__Records for the exercise__:
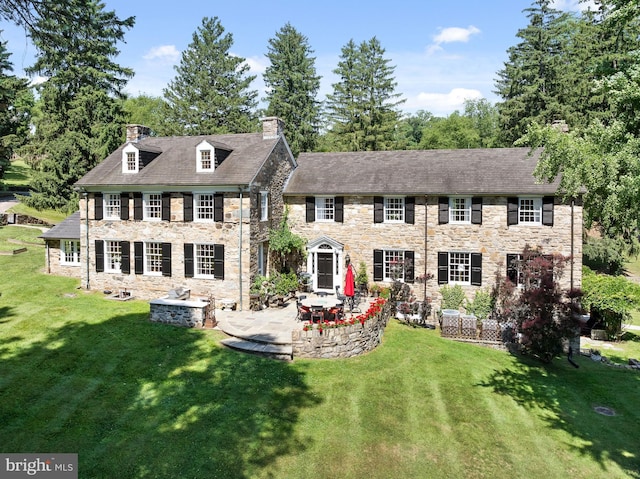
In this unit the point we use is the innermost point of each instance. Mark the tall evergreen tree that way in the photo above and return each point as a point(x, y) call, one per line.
point(532, 83)
point(81, 116)
point(210, 93)
point(16, 101)
point(292, 88)
point(363, 109)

__The problem__: Pictures stay out; everything else in the entries is copied exactly.

__Task output__:
In this unit the point we use is the innermost point of each instance. Mark the tall evergreen tree that way in the photo above and return each point as a point(x, y) call, one per line.
point(532, 83)
point(81, 116)
point(210, 93)
point(16, 101)
point(292, 88)
point(363, 109)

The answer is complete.